Aus verfassungssystematischer Sicht ist daher die Landesregierung nicht gehindert, die Beantwortung einer parlamentarischen Anfrage aus anderen als den in Art.
67 Abs. 3 ThürVerf genannten Gründen zu verweigern.
b. Das Wortlautargument
Dass die Grenzen, die Art. 67 Abs. 3 S. 1 ThürVerf im Hinblick auf die Ablehnung
einer Beantwortung von Anfragen und die Erteilung von Auskünften aufzeigt, keinesfalls abschließend sind, lässt sich im Übrigen auch dem Wortlaut der Bestimmung entnehmen. Dieser geht dahin, dass die Landesregierung in den Fällen der
Nrn. 1 und 2 des Art. 67 Abs. 3 S. 1 ThürVerf die Beantwortung von Anfragen und
die Erteilung von Auskünften ablehnen kann; indes spricht die Norm nicht davon,
dass die Landesregierung die Beantwortung von Anfragen und die Erteilung von
Auskünften »nur« in den Fällen der Nrn. 1 und 2 des Art. 67 Abs. 3 S. 1 ThürVerf
ablehnen kann.

════

Arbeitsauftrag: Fasse die Quelle bitte in zwei Sätzen zusammen. Stütze dich ausschließlich auf die Quelle.

════

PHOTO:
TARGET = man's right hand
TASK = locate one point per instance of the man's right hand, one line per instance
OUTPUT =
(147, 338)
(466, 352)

════

Lösung: Aus verfassungssystematischer Sicht ist die Landesregierung nicht gehindert, die Beantwortung einer parlamentarischen Anfrage auch aus anderen als den in Art. 67 Abs. 3 ThürVerf genannten Gründen zu verweigern. Dass diese Grenzen nicht abschließend sind, folgt auch aus dem Wortlaut: Die Norm besagt, dass die Landesregierung in den Fällen der Nrn. 1 und 2 ablehnen kann, nicht aber, dass sie dies »nur« in diesen Fällen kann.